Locate the line with "Can you find the person" in the material. Copy that line and each one after it, through the last, exactly and with nothing else.

═════ Excerpted records ═════

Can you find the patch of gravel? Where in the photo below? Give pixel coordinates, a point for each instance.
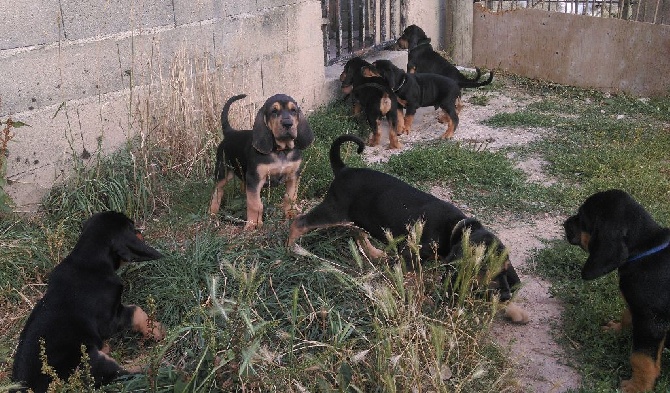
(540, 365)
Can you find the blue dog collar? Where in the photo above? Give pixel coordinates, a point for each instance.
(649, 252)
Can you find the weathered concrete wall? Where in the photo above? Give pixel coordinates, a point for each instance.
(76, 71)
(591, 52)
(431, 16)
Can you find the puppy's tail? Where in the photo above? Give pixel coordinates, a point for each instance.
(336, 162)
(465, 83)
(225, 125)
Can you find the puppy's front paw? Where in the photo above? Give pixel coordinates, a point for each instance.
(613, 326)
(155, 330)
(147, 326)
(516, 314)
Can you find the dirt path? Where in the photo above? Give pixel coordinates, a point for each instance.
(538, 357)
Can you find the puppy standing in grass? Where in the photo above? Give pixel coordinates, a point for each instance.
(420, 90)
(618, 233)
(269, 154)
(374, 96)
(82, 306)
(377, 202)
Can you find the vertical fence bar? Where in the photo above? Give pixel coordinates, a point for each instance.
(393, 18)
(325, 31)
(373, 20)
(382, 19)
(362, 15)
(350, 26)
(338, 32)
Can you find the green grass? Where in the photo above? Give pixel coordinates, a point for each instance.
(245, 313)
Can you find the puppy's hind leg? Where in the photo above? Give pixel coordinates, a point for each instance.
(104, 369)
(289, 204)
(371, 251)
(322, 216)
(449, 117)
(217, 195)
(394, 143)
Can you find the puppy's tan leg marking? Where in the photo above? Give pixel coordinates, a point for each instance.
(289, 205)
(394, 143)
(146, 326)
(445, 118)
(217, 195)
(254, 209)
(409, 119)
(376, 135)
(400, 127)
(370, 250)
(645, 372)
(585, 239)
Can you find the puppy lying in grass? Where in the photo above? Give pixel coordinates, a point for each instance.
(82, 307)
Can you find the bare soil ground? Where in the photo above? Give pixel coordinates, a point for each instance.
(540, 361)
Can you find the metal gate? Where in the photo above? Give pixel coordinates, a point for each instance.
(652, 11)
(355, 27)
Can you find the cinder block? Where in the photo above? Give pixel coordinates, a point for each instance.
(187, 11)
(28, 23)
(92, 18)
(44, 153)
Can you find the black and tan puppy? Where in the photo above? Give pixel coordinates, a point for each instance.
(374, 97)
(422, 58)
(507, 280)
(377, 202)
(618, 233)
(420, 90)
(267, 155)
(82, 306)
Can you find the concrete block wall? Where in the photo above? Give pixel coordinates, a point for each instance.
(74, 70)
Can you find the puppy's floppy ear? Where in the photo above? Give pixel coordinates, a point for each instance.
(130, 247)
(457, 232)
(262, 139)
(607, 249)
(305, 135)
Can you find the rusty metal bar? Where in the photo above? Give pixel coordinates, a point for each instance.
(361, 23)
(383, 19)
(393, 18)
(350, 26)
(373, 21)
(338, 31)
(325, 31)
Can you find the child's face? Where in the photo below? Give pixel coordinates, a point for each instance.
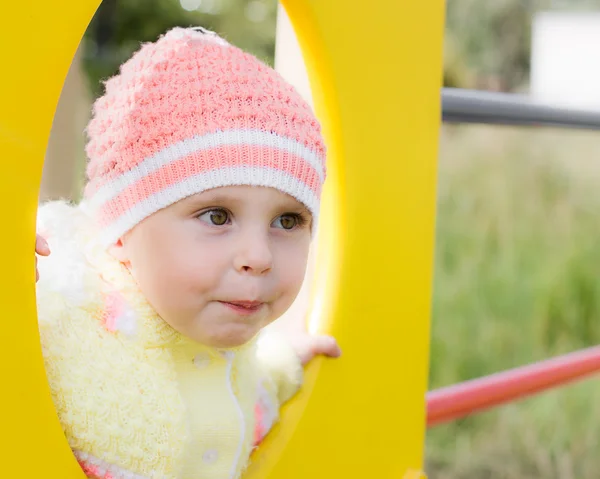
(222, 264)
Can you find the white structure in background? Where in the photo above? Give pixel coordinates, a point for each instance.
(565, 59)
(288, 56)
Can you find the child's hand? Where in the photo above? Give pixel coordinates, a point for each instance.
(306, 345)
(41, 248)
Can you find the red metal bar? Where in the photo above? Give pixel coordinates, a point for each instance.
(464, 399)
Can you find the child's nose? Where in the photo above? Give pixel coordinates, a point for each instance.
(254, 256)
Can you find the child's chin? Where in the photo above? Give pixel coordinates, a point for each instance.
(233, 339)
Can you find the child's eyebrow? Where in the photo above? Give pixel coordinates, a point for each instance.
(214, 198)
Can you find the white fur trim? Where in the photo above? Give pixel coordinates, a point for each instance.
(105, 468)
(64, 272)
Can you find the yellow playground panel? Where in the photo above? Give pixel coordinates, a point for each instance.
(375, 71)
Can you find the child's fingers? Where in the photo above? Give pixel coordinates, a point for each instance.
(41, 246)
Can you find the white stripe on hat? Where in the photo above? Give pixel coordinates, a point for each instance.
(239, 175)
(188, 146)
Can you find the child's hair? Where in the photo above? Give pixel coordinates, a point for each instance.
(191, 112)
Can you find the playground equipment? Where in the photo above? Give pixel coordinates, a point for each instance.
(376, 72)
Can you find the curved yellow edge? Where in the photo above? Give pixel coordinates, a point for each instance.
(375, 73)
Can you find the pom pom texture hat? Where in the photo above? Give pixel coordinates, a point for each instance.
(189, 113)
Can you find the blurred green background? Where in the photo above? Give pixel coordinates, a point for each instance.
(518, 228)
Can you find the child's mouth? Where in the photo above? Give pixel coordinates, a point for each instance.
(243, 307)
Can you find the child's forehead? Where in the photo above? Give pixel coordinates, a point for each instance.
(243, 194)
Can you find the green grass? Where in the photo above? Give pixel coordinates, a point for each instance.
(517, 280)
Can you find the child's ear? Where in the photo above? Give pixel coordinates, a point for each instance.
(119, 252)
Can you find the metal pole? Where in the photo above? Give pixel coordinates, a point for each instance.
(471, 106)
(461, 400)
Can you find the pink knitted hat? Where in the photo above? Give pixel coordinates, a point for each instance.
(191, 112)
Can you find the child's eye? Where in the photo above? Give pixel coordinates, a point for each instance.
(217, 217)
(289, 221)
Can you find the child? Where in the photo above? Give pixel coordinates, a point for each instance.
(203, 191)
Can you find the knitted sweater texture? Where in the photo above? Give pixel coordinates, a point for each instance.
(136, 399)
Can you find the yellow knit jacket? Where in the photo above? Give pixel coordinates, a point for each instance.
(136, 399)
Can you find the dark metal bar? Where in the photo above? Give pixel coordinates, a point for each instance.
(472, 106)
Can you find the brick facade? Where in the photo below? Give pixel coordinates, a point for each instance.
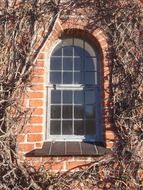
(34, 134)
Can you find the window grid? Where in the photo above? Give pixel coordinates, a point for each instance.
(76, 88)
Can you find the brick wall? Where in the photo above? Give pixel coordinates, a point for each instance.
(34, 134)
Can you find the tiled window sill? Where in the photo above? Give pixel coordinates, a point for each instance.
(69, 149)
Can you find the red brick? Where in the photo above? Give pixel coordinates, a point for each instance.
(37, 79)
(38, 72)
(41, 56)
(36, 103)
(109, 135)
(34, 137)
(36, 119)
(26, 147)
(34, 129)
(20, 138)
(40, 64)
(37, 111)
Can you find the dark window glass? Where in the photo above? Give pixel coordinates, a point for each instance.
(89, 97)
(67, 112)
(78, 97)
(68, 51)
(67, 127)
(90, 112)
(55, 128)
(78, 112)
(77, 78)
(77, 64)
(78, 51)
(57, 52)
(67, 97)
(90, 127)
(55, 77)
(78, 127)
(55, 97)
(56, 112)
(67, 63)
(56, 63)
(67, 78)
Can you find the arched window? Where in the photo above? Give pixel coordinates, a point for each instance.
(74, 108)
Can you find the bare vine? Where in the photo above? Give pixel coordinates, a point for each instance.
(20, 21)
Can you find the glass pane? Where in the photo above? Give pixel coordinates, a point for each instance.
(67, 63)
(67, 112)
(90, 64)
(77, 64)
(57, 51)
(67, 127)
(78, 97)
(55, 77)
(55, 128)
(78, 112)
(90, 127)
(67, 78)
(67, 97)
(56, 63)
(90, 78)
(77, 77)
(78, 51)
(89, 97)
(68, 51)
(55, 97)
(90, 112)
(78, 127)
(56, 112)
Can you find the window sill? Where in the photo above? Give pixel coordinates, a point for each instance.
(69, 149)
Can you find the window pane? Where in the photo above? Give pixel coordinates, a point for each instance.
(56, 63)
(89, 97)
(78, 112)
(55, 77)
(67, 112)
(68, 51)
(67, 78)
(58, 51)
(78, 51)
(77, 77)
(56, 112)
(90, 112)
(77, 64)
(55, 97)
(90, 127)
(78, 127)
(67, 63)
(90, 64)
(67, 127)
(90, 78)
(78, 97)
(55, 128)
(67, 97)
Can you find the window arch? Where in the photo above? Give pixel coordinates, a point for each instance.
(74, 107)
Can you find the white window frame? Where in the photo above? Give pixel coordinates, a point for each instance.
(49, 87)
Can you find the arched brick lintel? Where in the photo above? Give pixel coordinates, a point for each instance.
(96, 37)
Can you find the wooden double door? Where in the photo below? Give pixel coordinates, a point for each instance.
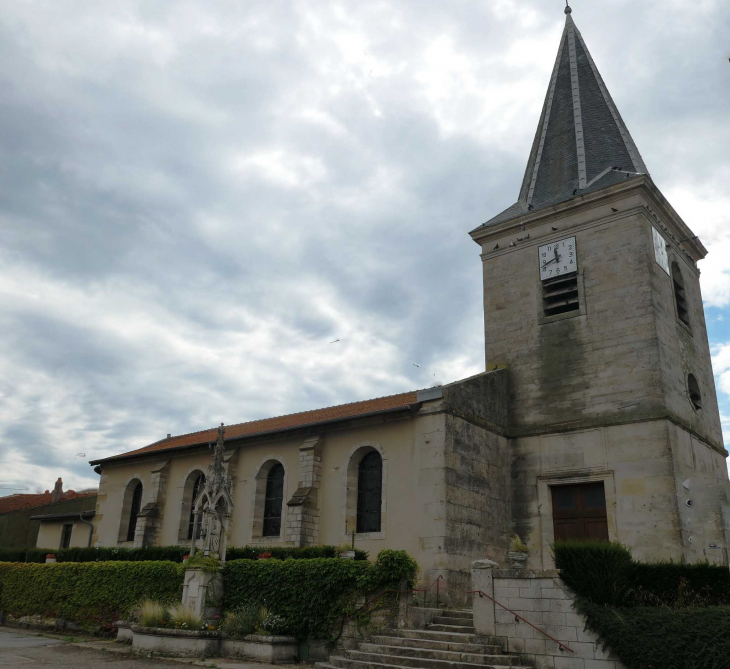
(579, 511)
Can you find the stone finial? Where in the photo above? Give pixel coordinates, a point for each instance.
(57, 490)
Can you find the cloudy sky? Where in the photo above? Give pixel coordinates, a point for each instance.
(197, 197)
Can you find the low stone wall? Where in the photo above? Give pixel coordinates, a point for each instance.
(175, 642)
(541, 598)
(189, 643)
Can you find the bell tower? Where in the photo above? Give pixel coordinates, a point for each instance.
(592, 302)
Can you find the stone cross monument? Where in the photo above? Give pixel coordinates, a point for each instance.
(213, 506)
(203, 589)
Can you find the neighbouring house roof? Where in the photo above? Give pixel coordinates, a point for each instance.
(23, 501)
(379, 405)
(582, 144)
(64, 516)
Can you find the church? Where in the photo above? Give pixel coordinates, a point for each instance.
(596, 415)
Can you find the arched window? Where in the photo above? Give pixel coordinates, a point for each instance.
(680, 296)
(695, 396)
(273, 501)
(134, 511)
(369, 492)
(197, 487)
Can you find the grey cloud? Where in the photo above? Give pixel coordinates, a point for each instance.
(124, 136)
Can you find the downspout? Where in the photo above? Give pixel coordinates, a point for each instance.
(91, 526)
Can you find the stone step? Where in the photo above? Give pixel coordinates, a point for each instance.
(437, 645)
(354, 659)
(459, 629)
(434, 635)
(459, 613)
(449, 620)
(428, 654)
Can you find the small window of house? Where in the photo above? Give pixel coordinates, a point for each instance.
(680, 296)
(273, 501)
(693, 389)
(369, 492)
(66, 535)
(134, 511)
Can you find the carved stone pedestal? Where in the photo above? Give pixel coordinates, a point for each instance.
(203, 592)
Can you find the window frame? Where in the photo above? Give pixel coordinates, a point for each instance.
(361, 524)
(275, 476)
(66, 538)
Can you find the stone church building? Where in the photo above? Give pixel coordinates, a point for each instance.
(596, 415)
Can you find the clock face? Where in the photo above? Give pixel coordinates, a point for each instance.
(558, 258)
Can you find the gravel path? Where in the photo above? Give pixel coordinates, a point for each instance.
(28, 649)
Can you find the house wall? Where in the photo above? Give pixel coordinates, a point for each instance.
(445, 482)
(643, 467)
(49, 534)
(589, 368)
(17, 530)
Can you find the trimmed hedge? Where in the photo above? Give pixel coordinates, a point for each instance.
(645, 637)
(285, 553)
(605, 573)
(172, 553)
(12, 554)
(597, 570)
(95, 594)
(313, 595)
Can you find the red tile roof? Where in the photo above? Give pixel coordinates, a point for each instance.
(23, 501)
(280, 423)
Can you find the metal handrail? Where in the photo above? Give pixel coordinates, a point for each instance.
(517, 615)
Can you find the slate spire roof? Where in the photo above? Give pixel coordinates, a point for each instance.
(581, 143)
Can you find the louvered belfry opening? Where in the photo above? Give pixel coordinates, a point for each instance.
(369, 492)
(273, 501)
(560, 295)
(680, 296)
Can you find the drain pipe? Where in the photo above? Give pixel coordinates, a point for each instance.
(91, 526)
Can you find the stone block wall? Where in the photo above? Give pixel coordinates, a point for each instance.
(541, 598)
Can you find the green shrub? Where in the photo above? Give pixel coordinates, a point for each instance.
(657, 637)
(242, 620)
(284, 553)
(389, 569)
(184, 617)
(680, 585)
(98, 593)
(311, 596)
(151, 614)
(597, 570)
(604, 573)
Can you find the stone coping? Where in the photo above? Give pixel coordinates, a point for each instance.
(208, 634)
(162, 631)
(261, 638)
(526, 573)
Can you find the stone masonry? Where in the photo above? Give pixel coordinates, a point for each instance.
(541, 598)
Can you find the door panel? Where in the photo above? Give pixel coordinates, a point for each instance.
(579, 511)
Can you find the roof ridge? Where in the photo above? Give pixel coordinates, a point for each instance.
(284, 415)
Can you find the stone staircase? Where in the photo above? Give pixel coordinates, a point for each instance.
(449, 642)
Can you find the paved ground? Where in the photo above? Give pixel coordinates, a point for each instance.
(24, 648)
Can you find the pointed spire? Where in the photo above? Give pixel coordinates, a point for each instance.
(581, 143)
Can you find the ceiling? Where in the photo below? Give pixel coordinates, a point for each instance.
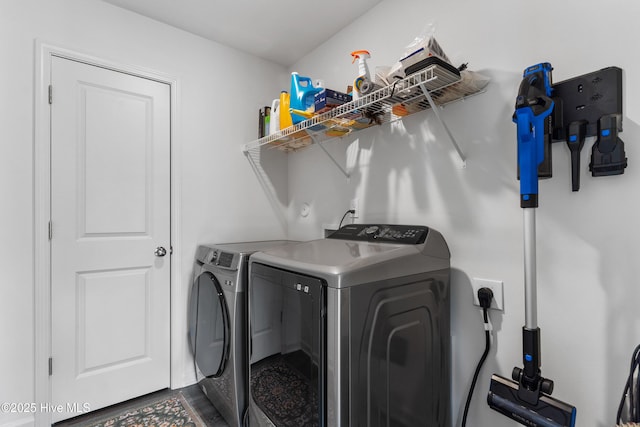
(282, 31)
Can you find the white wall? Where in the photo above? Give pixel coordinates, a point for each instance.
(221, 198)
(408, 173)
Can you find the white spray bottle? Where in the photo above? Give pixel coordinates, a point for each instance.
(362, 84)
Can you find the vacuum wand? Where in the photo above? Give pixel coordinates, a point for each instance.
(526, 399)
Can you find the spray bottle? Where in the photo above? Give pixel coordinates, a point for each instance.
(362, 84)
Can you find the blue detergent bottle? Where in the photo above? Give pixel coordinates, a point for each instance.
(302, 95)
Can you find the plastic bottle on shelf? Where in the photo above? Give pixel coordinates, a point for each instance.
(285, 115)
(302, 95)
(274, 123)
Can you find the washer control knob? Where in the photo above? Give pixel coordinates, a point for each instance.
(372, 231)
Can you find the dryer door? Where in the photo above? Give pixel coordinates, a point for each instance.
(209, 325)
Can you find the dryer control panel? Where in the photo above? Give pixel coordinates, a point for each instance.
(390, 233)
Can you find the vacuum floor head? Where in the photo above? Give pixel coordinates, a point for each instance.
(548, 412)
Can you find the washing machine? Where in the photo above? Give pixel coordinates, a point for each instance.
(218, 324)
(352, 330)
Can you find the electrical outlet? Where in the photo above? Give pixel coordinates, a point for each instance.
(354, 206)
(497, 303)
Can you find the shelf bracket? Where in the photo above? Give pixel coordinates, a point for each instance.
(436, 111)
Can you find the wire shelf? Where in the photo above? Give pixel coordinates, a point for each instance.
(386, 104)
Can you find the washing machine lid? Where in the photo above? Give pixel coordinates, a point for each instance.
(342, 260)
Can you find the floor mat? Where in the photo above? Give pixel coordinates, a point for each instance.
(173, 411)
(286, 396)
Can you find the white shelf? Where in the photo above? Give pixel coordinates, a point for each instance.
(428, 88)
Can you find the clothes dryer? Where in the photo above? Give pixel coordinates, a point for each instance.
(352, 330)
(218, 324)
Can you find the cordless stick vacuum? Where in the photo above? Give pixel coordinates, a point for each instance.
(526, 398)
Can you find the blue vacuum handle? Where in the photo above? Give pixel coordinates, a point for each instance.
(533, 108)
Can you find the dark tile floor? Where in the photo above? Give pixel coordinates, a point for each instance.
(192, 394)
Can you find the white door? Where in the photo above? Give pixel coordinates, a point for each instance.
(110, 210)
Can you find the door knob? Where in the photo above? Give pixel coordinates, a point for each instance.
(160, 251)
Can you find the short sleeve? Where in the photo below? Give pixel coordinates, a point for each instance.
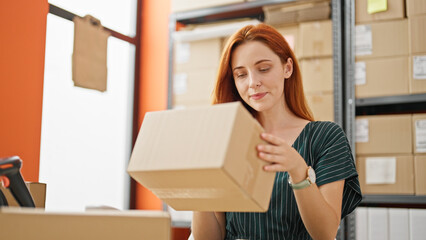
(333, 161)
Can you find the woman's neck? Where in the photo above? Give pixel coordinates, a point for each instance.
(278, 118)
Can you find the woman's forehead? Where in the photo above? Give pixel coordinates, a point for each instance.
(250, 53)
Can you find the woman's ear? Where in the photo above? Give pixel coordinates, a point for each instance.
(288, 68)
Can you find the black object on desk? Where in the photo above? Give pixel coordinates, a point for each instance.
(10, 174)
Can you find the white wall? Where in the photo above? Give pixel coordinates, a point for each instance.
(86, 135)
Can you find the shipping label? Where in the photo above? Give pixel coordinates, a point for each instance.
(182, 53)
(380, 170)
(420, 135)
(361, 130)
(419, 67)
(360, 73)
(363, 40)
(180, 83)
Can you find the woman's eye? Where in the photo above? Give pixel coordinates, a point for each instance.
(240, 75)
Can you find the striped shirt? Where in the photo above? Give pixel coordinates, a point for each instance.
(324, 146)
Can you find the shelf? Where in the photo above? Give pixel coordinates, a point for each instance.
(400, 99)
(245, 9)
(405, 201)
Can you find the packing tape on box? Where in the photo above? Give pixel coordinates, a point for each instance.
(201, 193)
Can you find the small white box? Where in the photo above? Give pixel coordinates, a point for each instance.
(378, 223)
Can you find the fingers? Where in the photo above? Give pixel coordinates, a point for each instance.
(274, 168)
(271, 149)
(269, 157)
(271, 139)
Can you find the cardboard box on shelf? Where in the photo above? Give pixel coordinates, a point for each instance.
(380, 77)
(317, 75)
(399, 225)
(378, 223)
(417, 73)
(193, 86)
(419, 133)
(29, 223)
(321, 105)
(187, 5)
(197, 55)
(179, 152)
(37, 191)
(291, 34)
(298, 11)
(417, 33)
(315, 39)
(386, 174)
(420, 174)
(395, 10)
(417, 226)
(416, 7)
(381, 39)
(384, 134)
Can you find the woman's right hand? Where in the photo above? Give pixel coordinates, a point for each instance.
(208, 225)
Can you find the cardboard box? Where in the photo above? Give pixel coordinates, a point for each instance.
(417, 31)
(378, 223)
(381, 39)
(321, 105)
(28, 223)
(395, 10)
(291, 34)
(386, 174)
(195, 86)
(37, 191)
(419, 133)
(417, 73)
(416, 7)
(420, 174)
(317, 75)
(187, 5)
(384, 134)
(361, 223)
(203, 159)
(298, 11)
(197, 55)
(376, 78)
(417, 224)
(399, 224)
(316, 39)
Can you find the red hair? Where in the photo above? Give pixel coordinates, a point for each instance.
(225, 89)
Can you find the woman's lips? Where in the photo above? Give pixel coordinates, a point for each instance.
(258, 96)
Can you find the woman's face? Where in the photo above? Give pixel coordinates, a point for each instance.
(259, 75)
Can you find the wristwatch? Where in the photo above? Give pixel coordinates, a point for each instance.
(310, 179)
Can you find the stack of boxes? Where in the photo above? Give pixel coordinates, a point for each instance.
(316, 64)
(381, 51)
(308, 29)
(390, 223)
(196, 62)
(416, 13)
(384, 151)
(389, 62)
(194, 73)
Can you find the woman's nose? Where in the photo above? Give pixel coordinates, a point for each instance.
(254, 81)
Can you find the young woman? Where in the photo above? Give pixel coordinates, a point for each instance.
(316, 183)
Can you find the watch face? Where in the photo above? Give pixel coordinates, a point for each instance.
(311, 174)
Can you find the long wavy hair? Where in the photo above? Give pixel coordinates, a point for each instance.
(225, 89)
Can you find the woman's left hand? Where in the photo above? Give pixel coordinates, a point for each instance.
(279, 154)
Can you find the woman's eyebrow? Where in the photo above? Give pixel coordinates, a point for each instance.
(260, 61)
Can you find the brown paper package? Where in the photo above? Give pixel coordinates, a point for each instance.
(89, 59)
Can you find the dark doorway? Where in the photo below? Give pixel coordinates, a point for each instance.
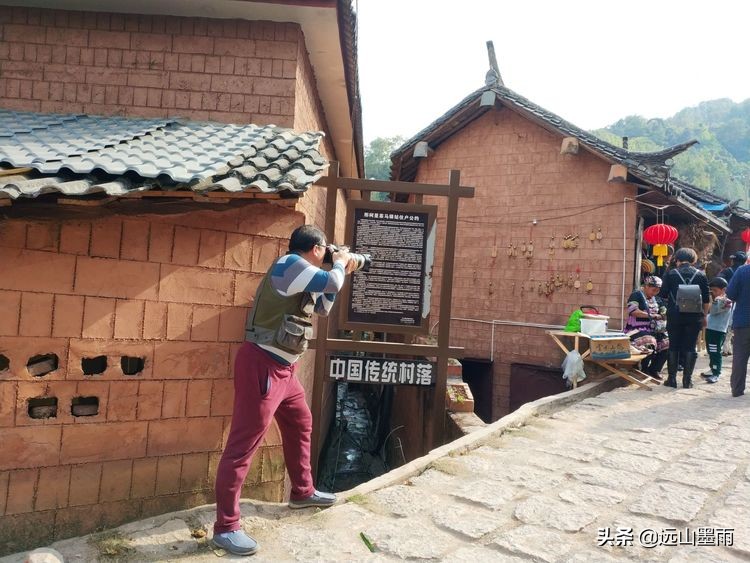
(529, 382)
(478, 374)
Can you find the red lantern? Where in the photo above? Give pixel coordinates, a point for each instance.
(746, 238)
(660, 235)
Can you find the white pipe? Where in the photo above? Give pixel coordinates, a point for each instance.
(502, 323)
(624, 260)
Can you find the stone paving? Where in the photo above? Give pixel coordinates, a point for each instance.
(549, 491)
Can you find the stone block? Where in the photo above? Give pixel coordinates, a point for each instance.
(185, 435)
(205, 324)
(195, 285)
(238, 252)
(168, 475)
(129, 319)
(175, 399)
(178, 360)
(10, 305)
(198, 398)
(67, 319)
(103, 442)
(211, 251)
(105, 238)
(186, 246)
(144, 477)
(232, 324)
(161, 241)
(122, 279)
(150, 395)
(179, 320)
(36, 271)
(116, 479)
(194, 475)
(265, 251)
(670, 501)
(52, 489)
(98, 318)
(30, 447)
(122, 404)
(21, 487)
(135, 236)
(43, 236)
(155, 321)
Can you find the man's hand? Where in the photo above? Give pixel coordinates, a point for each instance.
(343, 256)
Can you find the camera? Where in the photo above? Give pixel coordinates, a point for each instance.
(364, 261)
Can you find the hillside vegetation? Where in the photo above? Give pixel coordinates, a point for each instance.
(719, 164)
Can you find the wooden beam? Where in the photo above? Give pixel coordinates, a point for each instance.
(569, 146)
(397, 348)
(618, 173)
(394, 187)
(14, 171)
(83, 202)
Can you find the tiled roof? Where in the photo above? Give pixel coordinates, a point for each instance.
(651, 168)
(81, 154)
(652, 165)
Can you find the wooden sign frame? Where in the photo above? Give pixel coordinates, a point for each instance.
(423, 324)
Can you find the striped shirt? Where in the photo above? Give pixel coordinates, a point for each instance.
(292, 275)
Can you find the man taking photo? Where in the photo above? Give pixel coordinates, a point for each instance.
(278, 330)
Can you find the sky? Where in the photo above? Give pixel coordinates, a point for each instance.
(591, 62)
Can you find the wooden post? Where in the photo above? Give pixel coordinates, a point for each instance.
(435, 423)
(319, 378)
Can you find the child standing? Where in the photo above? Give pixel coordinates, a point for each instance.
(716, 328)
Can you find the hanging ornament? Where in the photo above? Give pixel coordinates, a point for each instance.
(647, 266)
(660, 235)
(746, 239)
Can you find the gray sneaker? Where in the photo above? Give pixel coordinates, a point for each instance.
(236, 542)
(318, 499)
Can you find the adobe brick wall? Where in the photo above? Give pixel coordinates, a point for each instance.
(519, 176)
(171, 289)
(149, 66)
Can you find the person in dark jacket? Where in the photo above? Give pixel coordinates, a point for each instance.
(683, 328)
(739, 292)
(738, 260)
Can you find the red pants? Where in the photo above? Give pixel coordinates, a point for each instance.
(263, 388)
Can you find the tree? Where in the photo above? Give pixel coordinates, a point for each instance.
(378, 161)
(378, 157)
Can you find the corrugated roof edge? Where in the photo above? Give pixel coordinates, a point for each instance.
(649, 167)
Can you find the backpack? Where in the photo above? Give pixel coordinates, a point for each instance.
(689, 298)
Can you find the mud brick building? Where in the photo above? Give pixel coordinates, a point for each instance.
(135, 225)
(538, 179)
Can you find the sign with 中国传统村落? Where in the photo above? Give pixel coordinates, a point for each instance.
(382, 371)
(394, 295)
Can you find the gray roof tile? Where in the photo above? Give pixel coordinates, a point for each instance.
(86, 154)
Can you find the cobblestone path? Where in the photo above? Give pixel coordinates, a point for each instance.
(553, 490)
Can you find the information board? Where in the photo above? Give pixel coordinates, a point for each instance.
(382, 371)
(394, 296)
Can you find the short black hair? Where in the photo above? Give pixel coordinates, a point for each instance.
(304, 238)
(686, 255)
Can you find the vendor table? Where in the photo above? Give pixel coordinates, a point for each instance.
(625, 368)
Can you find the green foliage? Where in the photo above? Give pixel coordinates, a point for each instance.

═════

• Result of this exercise:
Can you find the person in dark jacket? Where in the photo above? Give pixel coordinates, a point for each instance.
(683, 328)
(739, 292)
(738, 260)
Can you find the red pants? Where in the photo above? Give pixel coordinates, a point for each instance.
(263, 388)
Can you find the tree? Where in the photo above? Give pixel coordinates, a point for each instance.
(378, 161)
(378, 157)
Can you find the corrugated roof edge? Where in the photo above? Give pixel coordinates, a point for each instance.
(649, 167)
Can you find the backpack? Where in the photo above? Give pixel coordinates, a point for each instance.
(689, 298)
Can you find the mud brick building? Where in the photo above? Give pixel coordinates, a point for each instance.
(135, 225)
(538, 179)
Can you find the sign with 中国传统村落? Where in the photo above? Give pixel coordinates, a point for each instance.
(382, 371)
(394, 295)
Can you find the gray roof tile? Where in the photo above? Give pixel coordinates, a point for each instance.
(86, 154)
Can you find the cobblestone path? Where in the photo above? Give pixel coordinates, a point for each instance.
(553, 490)
Can you find the information board? Where in the photo above? Give pixel coordinates, a point for each instance.
(382, 371)
(394, 296)
Can you find the short black hair? Where in the photo above? Give pixel coordinates, a point for each instance.
(304, 238)
(686, 255)
Can you find the vendor table? Where in the photo above? Give pixel coordinates, a point for each instance.
(625, 368)
Can you find the green foliage? Where in the photo above? Give pixel coordinates, a point for each instance.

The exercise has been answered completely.